__Given data__.
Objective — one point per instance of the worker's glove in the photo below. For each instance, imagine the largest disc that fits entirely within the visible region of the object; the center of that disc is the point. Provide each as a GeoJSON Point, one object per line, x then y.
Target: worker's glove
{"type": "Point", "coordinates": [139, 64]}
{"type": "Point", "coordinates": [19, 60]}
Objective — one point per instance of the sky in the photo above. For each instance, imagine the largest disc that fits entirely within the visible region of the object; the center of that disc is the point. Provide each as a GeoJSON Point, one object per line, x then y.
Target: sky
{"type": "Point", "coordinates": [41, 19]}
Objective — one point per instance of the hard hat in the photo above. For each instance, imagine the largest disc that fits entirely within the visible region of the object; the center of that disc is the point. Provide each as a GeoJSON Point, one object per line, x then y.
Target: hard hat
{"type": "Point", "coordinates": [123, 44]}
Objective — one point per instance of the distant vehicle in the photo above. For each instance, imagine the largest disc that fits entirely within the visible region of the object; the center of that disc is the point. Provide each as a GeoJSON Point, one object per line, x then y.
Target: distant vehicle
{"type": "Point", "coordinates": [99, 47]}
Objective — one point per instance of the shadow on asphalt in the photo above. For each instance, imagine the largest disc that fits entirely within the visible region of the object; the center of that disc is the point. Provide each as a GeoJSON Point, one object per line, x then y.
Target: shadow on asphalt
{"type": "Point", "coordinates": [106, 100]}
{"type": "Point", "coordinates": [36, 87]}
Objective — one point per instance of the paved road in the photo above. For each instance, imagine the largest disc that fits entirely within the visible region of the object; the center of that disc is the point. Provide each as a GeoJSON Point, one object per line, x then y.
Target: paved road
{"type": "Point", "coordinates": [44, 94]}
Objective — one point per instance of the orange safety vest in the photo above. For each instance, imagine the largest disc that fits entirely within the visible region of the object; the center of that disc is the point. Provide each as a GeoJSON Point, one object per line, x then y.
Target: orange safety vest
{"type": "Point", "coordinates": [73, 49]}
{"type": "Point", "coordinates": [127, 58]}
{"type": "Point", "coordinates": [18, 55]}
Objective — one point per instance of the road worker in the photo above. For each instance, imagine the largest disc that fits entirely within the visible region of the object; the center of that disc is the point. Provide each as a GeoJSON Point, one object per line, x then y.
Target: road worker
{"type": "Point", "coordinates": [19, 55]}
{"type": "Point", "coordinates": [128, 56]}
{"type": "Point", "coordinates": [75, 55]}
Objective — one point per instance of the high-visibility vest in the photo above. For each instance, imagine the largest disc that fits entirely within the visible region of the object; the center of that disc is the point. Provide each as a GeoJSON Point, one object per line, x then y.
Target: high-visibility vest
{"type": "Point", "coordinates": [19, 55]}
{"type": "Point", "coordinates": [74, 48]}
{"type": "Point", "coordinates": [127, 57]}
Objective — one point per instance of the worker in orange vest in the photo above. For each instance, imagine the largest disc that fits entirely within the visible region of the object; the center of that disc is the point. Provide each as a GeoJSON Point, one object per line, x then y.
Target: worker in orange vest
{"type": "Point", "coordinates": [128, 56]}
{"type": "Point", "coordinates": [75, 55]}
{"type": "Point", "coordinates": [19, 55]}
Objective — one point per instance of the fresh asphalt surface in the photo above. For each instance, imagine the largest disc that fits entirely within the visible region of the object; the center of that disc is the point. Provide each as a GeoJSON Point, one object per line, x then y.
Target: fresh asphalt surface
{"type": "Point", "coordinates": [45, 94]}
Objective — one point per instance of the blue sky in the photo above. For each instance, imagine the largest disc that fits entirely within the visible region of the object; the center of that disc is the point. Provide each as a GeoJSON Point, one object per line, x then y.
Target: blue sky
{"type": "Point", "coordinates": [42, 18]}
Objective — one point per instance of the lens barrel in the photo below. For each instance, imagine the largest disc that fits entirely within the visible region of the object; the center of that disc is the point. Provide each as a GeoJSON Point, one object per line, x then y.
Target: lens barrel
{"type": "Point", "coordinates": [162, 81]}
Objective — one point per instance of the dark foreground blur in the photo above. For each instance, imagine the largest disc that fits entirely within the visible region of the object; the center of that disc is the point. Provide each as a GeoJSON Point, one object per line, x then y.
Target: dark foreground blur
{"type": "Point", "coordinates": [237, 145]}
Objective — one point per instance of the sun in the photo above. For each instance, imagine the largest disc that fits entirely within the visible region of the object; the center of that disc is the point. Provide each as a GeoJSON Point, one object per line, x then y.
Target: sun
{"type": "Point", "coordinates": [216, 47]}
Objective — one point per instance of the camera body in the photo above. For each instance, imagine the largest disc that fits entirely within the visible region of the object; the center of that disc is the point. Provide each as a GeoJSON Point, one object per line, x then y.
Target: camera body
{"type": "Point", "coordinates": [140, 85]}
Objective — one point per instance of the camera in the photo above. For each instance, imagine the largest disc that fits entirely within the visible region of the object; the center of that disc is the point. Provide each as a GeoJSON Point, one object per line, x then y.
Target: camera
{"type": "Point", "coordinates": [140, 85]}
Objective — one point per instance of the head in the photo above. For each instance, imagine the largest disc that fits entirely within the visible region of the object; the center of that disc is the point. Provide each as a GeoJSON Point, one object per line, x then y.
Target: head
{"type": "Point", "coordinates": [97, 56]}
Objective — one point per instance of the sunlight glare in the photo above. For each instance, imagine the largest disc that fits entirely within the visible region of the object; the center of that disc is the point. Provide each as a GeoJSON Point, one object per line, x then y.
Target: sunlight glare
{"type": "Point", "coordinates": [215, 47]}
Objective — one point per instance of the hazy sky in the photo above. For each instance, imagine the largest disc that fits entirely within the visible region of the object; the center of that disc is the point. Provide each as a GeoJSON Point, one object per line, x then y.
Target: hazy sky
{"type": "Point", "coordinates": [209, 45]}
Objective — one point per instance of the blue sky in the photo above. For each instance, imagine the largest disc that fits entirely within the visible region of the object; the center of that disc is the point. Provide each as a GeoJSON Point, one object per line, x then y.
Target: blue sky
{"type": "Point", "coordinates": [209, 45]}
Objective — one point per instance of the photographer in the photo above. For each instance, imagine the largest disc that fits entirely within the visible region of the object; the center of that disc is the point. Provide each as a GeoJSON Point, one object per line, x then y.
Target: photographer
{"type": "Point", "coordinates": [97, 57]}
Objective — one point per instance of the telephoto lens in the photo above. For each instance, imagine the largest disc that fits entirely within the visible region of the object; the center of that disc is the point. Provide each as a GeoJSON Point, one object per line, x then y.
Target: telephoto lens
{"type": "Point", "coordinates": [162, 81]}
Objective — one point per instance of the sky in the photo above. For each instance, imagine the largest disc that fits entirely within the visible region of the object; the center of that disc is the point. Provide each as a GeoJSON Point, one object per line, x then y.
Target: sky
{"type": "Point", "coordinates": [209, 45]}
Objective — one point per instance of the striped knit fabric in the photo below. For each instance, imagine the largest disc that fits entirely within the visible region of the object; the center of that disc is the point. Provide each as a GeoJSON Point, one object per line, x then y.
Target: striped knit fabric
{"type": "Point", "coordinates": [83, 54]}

__Short problem__. Print the material verbatim, all of it.

__Answer to this task__.
Objective — one point per instance of the worker's glove in the photo below. For each instance, imagine the largest disc that fits entirely within the visible region of the object; the center of that disc is the point. Provide each as a GeoJSON Point, one object per line, x then y.
Target: worker's glove
{"type": "Point", "coordinates": [139, 64]}
{"type": "Point", "coordinates": [19, 60]}
Objective — one point per instance of the sky in the photo above. For each instance, imagine the largest disc that fits entirely within the visible region of the object; the center of that disc is the point. Provide each as a GeoJSON Point, one object per line, x then y.
Target: sky
{"type": "Point", "coordinates": [41, 19]}
Objective — one point per instance of the hard hat in the photo above. For each instance, imagine the largest disc that fits entirely within the visible region of the object; the center of that disc is the point. Provide each as a GeoJSON Point, one object per line, x then y.
Target: hard hat
{"type": "Point", "coordinates": [123, 44]}
Objective — one point per instance of the distant vehicle in the photo above. For each instance, imagine the largest disc that fits entirely within the visible region of the object; the center of that disc is the point. Provide each as a GeoJSON Point, one object per line, x then y.
Target: distant vehicle
{"type": "Point", "coordinates": [99, 47]}
Objective — one point per instance of the shadow on asphalt in the photo above. For each instance, imagine the largest disc that fits entirely within the visible region of the object; the center of that disc is the point. Provide each as a GeoJSON Point, one object per line, x then y.
Target: shadow on asphalt
{"type": "Point", "coordinates": [106, 100]}
{"type": "Point", "coordinates": [36, 87]}
Objective — one point per instance of the paved road in the photo above. For each instance, imagine the largest disc that fits entirely within the visible region of the object; the center of that disc is the point. Provide each as a GeoJSON Point, one object per line, x then y.
Target: paved road
{"type": "Point", "coordinates": [44, 94]}
Objective — one point per instance of the orange safety vest in the photo above. For each instance, imagine the largest disc that fits entirely within the visible region of the object; the center of that disc is the point. Provide each as a GeoJSON Point, one object per line, x then y.
Target: orange safety vest
{"type": "Point", "coordinates": [73, 49]}
{"type": "Point", "coordinates": [127, 58]}
{"type": "Point", "coordinates": [18, 55]}
Objective — one point per instance of the road worker in the photo above. For each instance, imagine the largest disc that fits entirely within the visible region of the object; the center of that disc is the point. Provide each as a GeoJSON Point, one object per line, x then y.
Target: road worker
{"type": "Point", "coordinates": [19, 55]}
{"type": "Point", "coordinates": [128, 56]}
{"type": "Point", "coordinates": [75, 55]}
Objective — one point per instance of the high-visibility vest in the photo above. For each instance, imagine the largest disc that fits entirely within the visible region of the object; the center of that disc is the point. Provide each as a GeoJSON Point, one object per line, x then y.
Target: high-visibility vest
{"type": "Point", "coordinates": [19, 55]}
{"type": "Point", "coordinates": [74, 48]}
{"type": "Point", "coordinates": [127, 57]}
Objective — one point per instance of the worker in orange vest in the photo above. For each instance, imagine the largest disc that fits entirely within the visible region of the object; the center of that disc is the point. Provide each as a GeoJSON Point, one object per line, x then y.
Target: worker in orange vest
{"type": "Point", "coordinates": [128, 56]}
{"type": "Point", "coordinates": [75, 55]}
{"type": "Point", "coordinates": [19, 55]}
Objective — one point per instance of the fresh asphalt surface in the photo above. For each instance, imagine the largest disc that fits entirely within the visible region of the object; the center of that disc is the point. Provide each as a GeoJSON Point, one object per line, x then y.
Target: fresh asphalt surface
{"type": "Point", "coordinates": [45, 94]}
Objective — one point per instance of the blue sky in the photo above. For each instance, imagine the largest disc that fits entirely within the visible region of the object; the center of that disc is the point. Provide each as a GeoJSON Point, one object per line, x then y.
Target: blue sky
{"type": "Point", "coordinates": [42, 18]}
Objective — one point per instance of the lens barrel in the photo below. For each instance, imagine the largest disc that fits entirely within the visible region of the object; the center of that disc is the point. Provide each as a GeoJSON Point, one object per line, x then y.
Target: lens barrel
{"type": "Point", "coordinates": [162, 81]}
Objective — one point per instance of the dark foreground blur in the photo above. For each instance, imagine the largest disc that fits entirely within the visible region of the object; the center of that disc is the point. Provide each as a GeoJSON Point, one object per line, x then y.
Target: dark foreground blur
{"type": "Point", "coordinates": [237, 145]}
Objective — one point per instance of the sun in the photo above. For each instance, imagine the largest disc that fits entirely within the visible region of the object; the center of that disc is the point. Provide each as a GeoJSON Point, one object per line, x then y.
Target: sun
{"type": "Point", "coordinates": [216, 47]}
Objective — one point per instance of the camera body in the photo above. For each instance, imagine the largest disc that fits entirely within the visible region of the object; the center of that disc is the point. Provide each as a GeoJSON Point, one object per line, x then y.
Target: camera body
{"type": "Point", "coordinates": [140, 85]}
Objective — one point per instance of the camera in the photo above. For each instance, imagine the largest disc that fits entirely within the visible region of the object; the center of that disc is the point. Provide each as a GeoJSON Point, one object per line, x then y.
Target: camera
{"type": "Point", "coordinates": [140, 85]}
Objective — one point per instance of the head in the photo above. For each instance, imagine the largest disc that fits entirely within the visible region of the object; the center of that disc is the point. Provide each as a GeoJSON Point, one object per line, x then y.
Target: head
{"type": "Point", "coordinates": [97, 56]}
Objective — one point per instance of the sunlight glare in the photo above. For each instance, imagine the largest disc that fits entirely within the visible region of the object; the center of that disc is the point. Provide each as a GeoJSON Point, one object per line, x then y.
Target: sunlight glare
{"type": "Point", "coordinates": [215, 47]}
Objective — one point per instance of the hazy sky in the photo above. For each instance, imagine the largest disc that fits entirely within the visible region of the object; the center of that disc is the point. Provide each as a GeoJSON Point, one object per line, x then y.
Target: hazy sky
{"type": "Point", "coordinates": [209, 45]}
Objective — one point per instance of the blue sky in the photo above. For each instance, imagine the largest disc that fits entirely within the visible region of the object; the center of that disc is the point. Provide each as a GeoJSON Point, one object per line, x then y.
Target: blue sky
{"type": "Point", "coordinates": [209, 45]}
Objective — one point per instance of the photographer in the photo above. For each instance, imagine the largest disc that fits entirely within the visible region of the object; the center of that disc is the point. Provide each as a GeoJSON Point, one object per line, x then y.
Target: photographer
{"type": "Point", "coordinates": [97, 57]}
Objective — one point per instance of the telephoto lens in the photo above. For each instance, imagine the largest disc that fits entirely within the visible region of the object; the center of that disc is the point. Provide each as a GeoJSON Point, one object per line, x then y.
Target: telephoto lens
{"type": "Point", "coordinates": [162, 81]}
Objective — one point per instance of the sky in the photo above. For each instance, imagine the largest disc that fits entirely within the visible region of the object; the center of that disc is the point. Provide each as a GeoJSON Point, one object per line, x then y.
Target: sky
{"type": "Point", "coordinates": [209, 45]}
Objective — one point per instance of the striped knit fabric in the photo below. For each instance, imagine the largest disc that fits entirely within the visible region of the object; the center of that disc is the point. Provide each as a GeoJSON Point, one object per line, x then y.
Target: striped knit fabric
{"type": "Point", "coordinates": [83, 54]}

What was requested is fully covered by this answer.